What you should do: Rescale the records from the line with "[locate] white facade" up to and including the line with "<point>516,106</point>", writing out only those lines again, requests included. Multiply every point coordinate in the answers by 1.4 and round to whole numbers with halves going up, leaving the numbers in the requests and their format samples as they are.
--- Start ---
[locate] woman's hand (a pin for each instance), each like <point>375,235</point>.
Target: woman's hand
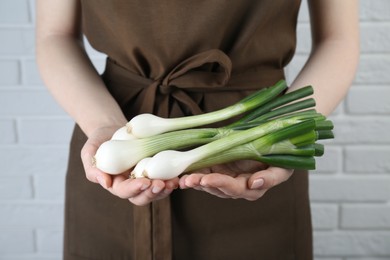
<point>138,191</point>
<point>238,180</point>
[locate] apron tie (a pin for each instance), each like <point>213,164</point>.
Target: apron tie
<point>185,77</point>
<point>172,95</point>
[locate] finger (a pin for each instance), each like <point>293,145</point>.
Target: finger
<point>214,191</point>
<point>156,191</point>
<point>233,187</point>
<point>269,178</point>
<point>193,180</point>
<point>172,183</point>
<point>87,153</point>
<point>126,188</point>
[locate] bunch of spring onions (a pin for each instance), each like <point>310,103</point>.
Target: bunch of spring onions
<point>276,129</point>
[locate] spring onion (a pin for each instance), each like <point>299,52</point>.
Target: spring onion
<point>279,130</point>
<point>169,163</point>
<point>146,125</point>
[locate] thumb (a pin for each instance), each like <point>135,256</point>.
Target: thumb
<point>268,178</point>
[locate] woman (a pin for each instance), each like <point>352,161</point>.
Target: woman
<point>175,58</point>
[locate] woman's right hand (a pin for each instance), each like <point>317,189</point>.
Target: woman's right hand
<point>140,191</point>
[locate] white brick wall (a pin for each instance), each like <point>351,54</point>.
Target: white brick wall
<point>350,191</point>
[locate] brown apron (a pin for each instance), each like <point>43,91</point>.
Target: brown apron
<point>175,58</point>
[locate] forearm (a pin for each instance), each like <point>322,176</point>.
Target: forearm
<point>75,84</point>
<point>330,70</point>
<point>331,66</point>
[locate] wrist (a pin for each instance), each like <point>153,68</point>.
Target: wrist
<point>108,122</point>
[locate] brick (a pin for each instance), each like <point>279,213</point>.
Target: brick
<point>20,161</point>
<point>16,241</point>
<point>303,15</point>
<point>99,64</point>
<point>303,39</point>
<point>354,188</point>
<point>49,187</point>
<point>364,216</point>
<point>49,241</point>
<point>368,100</point>
<point>31,214</point>
<point>7,131</point>
<point>370,159</point>
<point>15,188</point>
<point>14,12</point>
<point>9,72</point>
<point>356,130</point>
<point>45,131</point>
<point>18,41</point>
<point>378,10</point>
<point>28,103</point>
<point>324,216</point>
<point>374,37</point>
<point>331,161</point>
<point>373,69</point>
<point>31,74</point>
<point>352,243</point>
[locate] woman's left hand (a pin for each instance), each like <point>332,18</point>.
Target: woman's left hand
<point>238,180</point>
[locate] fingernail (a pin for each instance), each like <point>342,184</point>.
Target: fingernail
<point>257,183</point>
<point>156,189</point>
<point>144,186</point>
<point>101,181</point>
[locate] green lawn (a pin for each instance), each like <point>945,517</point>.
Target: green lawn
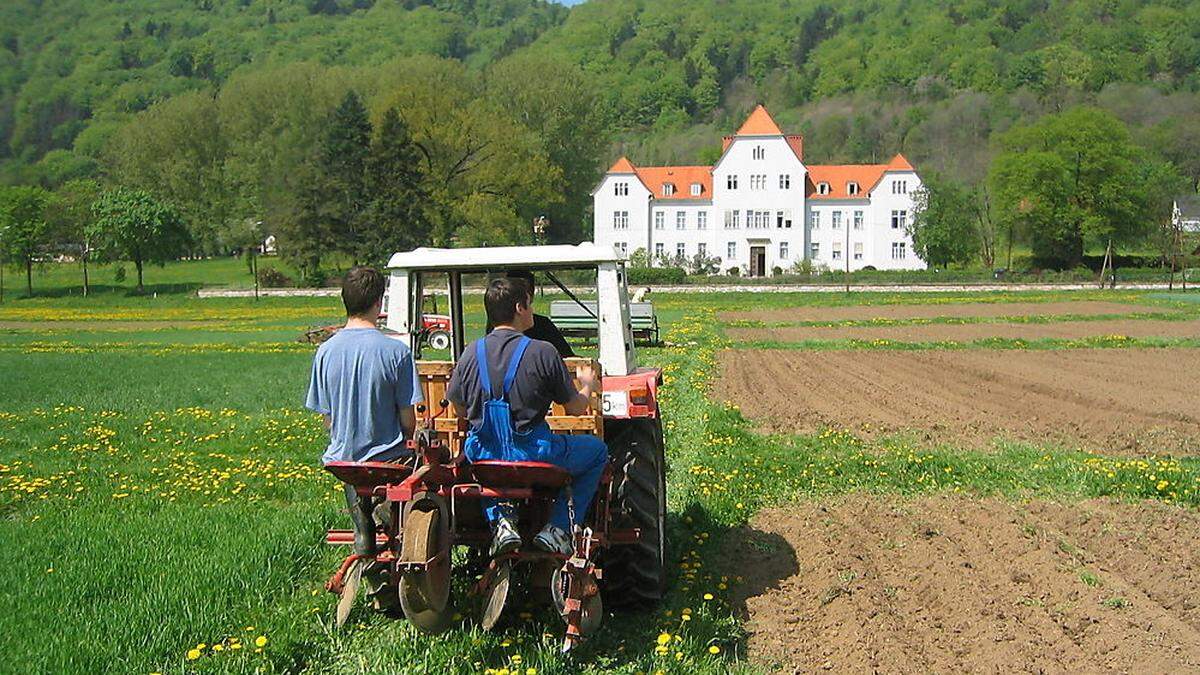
<point>160,490</point>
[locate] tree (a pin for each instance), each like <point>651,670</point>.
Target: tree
<point>23,222</point>
<point>942,227</point>
<point>1069,178</point>
<point>394,181</point>
<point>132,225</point>
<point>342,173</point>
<point>69,217</point>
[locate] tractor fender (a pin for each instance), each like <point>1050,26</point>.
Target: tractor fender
<point>634,395</point>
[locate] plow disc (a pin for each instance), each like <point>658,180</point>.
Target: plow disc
<point>425,565</point>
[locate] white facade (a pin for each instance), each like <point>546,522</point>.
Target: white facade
<point>760,208</point>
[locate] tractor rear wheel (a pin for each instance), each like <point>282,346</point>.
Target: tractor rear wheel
<point>635,574</point>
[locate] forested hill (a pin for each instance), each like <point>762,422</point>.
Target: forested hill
<point>516,106</point>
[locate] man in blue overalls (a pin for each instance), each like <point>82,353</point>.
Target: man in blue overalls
<point>505,382</point>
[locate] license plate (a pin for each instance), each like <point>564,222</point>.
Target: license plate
<point>616,404</point>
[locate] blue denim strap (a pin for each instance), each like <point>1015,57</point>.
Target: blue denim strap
<point>511,375</point>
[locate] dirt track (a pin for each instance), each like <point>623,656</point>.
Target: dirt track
<point>947,584</point>
<point>1089,308</point>
<point>1116,401</point>
<point>966,332</point>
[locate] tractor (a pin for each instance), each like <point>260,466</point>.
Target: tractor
<point>429,514</point>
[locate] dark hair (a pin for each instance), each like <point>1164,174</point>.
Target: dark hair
<point>502,299</point>
<point>361,288</point>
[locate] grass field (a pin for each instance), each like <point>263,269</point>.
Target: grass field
<point>163,505</point>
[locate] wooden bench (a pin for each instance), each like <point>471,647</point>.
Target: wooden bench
<point>575,321</point>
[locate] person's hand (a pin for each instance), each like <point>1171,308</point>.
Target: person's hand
<point>587,377</point>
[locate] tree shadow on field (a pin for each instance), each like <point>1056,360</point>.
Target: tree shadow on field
<point>762,560</point>
<point>109,290</point>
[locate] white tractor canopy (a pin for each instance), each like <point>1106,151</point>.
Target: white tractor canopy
<point>411,270</point>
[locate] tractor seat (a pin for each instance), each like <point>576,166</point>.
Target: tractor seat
<point>369,473</point>
<point>520,475</point>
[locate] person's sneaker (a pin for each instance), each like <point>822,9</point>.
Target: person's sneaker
<point>505,537</point>
<point>553,539</point>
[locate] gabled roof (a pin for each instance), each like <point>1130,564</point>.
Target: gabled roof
<point>501,257</point>
<point>839,177</point>
<point>682,178</point>
<point>760,123</point>
<point>622,166</point>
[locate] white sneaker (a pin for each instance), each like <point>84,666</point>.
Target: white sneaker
<point>553,539</point>
<point>505,537</point>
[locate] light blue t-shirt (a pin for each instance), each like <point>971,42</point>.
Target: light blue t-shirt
<point>361,378</point>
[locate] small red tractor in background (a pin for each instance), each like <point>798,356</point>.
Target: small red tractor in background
<point>432,506</point>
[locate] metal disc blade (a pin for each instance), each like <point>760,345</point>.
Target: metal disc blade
<point>497,595</point>
<point>349,592</point>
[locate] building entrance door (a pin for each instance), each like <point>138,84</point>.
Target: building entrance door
<point>757,261</point>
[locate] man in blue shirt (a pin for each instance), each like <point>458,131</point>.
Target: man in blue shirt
<point>365,386</point>
<point>504,384</point>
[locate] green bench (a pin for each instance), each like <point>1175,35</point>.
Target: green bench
<point>575,321</point>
--- End ---
Expected output:
[locate] white facade (a pin for each instance), each like <point>546,522</point>.
Target: white facade
<point>1064,291</point>
[locate] tractor rear wheel (a pin for each instance), each like <point>282,346</point>.
Target: tractor rear wheel
<point>889,804</point>
[locate] forested hill (a pin for each instance), each like <point>762,422</point>.
Target: forested hill
<point>722,148</point>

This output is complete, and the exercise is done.